What is expected:
Lay out the lines of the records, from the line containing "Short-answer question: Specify the bounding box of the headlight" through the end of the records, as a Markdown table with the columns Row and Line. Number the rows and leave out any blank lines.

Collection entries

^^^^^^^^^^^^^^^^

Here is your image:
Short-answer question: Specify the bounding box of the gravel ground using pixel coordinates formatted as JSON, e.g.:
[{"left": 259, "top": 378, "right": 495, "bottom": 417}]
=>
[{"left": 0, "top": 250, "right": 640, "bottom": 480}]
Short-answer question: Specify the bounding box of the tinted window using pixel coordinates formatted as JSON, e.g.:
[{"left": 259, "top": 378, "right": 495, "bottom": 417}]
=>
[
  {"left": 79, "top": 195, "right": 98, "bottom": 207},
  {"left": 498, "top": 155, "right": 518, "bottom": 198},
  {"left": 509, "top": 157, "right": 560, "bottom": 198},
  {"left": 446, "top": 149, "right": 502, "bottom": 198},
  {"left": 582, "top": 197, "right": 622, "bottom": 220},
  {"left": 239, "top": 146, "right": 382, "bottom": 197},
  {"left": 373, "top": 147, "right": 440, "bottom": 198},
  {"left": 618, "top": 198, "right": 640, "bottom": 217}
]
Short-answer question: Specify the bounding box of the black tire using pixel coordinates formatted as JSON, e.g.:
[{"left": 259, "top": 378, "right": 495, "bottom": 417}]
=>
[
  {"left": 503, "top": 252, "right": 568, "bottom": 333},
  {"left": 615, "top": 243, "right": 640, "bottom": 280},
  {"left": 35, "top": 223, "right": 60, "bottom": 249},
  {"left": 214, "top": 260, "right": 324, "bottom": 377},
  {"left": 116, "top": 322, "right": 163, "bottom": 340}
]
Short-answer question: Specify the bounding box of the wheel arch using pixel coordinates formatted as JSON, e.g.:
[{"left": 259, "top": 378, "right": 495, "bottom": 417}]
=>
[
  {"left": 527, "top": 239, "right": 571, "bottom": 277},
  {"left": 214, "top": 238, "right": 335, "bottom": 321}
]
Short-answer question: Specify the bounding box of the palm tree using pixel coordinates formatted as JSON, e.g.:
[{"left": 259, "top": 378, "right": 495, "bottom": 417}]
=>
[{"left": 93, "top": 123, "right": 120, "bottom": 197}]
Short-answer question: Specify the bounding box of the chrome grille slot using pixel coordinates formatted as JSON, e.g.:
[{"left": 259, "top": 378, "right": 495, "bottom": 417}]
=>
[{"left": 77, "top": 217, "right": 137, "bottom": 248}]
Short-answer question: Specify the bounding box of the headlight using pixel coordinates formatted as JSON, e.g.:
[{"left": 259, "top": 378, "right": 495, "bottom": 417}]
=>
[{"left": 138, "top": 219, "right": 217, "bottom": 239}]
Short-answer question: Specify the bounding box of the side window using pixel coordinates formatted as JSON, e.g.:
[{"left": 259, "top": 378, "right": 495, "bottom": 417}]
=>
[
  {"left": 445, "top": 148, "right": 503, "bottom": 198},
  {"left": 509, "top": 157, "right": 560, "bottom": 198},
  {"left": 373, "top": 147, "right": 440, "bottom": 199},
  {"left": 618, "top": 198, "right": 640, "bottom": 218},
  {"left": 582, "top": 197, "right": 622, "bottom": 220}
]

^^^^^^^^^^^^^^^^

Output of the exercise:
| Row | Line |
|---|---|
| 1 | Short-answer question: Specify the bounding box of the headlight using pixel coordinates formatted as JSON, e.g.: |
| 2 | [{"left": 259, "top": 378, "right": 495, "bottom": 417}] |
| 3 | => |
| 4 | [{"left": 138, "top": 219, "right": 217, "bottom": 239}] |
| 5 | Short-answer question: Specify the bounding box of the side window using pixel coordinates formatted as JSON, e.g.: |
| 6 | [{"left": 259, "top": 378, "right": 495, "bottom": 417}] |
| 7 | => |
| 8 | [ |
| 9 |   {"left": 445, "top": 148, "right": 503, "bottom": 198}, |
| 10 |   {"left": 509, "top": 157, "right": 560, "bottom": 198}, |
| 11 |   {"left": 373, "top": 147, "right": 440, "bottom": 199}, |
| 12 |   {"left": 618, "top": 198, "right": 640, "bottom": 218}, |
| 13 |   {"left": 582, "top": 197, "right": 622, "bottom": 220} |
| 14 | ] |